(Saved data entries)
begin
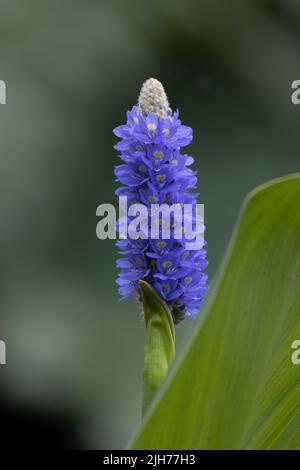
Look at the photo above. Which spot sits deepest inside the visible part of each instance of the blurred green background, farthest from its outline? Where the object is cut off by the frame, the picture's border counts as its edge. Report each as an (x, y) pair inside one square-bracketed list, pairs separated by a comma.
[(72, 69)]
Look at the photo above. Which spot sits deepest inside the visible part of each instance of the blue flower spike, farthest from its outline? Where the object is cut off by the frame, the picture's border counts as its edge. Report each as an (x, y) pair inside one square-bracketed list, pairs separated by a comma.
[(155, 171), (159, 266)]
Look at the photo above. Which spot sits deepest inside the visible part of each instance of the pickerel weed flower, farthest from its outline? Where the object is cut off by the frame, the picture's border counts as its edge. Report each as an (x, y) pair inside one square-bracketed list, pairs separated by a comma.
[(154, 171)]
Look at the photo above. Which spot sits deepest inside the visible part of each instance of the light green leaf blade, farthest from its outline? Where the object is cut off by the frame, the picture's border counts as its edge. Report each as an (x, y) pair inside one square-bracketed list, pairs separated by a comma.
[(236, 386)]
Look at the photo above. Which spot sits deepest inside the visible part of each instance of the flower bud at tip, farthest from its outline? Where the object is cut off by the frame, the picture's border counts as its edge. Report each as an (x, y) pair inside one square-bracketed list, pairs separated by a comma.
[(153, 99)]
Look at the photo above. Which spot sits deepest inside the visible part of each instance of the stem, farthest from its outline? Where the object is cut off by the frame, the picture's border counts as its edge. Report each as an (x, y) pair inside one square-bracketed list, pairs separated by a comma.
[(159, 345)]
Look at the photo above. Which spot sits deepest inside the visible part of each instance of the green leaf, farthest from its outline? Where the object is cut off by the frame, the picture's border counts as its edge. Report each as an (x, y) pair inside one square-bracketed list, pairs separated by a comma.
[(160, 342), (236, 386)]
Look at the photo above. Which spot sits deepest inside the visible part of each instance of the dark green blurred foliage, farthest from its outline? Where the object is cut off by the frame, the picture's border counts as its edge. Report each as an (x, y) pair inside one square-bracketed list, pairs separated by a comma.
[(72, 69)]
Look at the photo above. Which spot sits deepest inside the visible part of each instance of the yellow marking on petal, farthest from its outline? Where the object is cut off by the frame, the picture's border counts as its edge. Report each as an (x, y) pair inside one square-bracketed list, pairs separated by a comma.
[(165, 286), (167, 264), (158, 154), (143, 168), (153, 199), (161, 244), (161, 177)]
end
# Problem statement
Reproduce every entry above verbatim, character for character, omitting the pictures.

# Solution
Look at the photo above. Which spot sits deepest inside the visible part of each instance of the blurred green background, farthest from its outline? Where the object is cut off by the frame, the picture's border counts as its edge. Report each as an (x, y) pair inside one square-bracketed list, pairs separated by a comma.
[(72, 69)]
Look at the photo above. Which spot sits deepest inside the visible part of each instance of the blue flower spike, farthest from its outline? Where the object is cut off by the frame, the picture's border counts as its edge. Report each as an (x, y) pair inside one square-bracketed list, pairs separated by a comma.
[(155, 171), (159, 266)]
Look at the photo above. Which spot sits deepest inside the visible part of each instance of the pickerel weed flower, farthest from its outline? Where the object is cut off by the frame, the picture's border counts as its edge. Report each as an (x, y) pair inside one square-bracketed list, pairs separated by a comma.
[(154, 171)]
Look at the photo above. Which spot sits deepest inside the visible part of each instance of the light green leaf blade, farthest from its outline? Where the object is cut off by the frame, the picture's border counts as its edge. Report each as an (x, y) pair inside one square-bracketed list, pairs separated by a comma.
[(236, 386)]
Look at the photo above. Which spot sits deepest inside the visible part of each instance of the flower bud at tip, farthest from its outline? Where the object is cut off by the frame, the picture's border counts as its edge. Report each as an (x, y) pair inside one square-bracketed list, pairs separated by a comma.
[(153, 99)]
Look at the photo above. Which spot sits deepest inside the visible part of each instance of the stem, farthest from its outline? Where the object is cut off by the frame, the picture's border counts as its edge. Report each as an (x, y) pair inside one square-bracketed list, pairs separated by a comma.
[(159, 345)]
Look at the photo above. Which spot sits deepest inside the visible part of each instance of the green leaf, farthest from its outline? Where the object is cut off by the frame, the picture's border counts as its edge. Report each as an (x, y) pair inside one square-bracketed list, pairs separated by a comma.
[(160, 342), (236, 386)]
Look at the photo above. Which spot sits deepest inside the visible part of each instance of the dark green blurred foliage, farthest from its outline? Where the object is cut off by the frame, the picture's border counts as its edge. Report each as an (x, y) pair inside one square-bracketed list, pairs separated by a comma.
[(72, 69)]
Look at the photo above. Which spot sits deepest inside the visible part of each instance of the yellow marking on petal, farthest from its outline? Where the object is cut off by the frame, the picture's border counts as its edge. Report each as an (x, y) pair inside one square-bracketed list, pairs separated by a comma.
[(165, 286), (167, 264), (158, 154), (143, 168), (153, 199), (161, 244), (161, 177)]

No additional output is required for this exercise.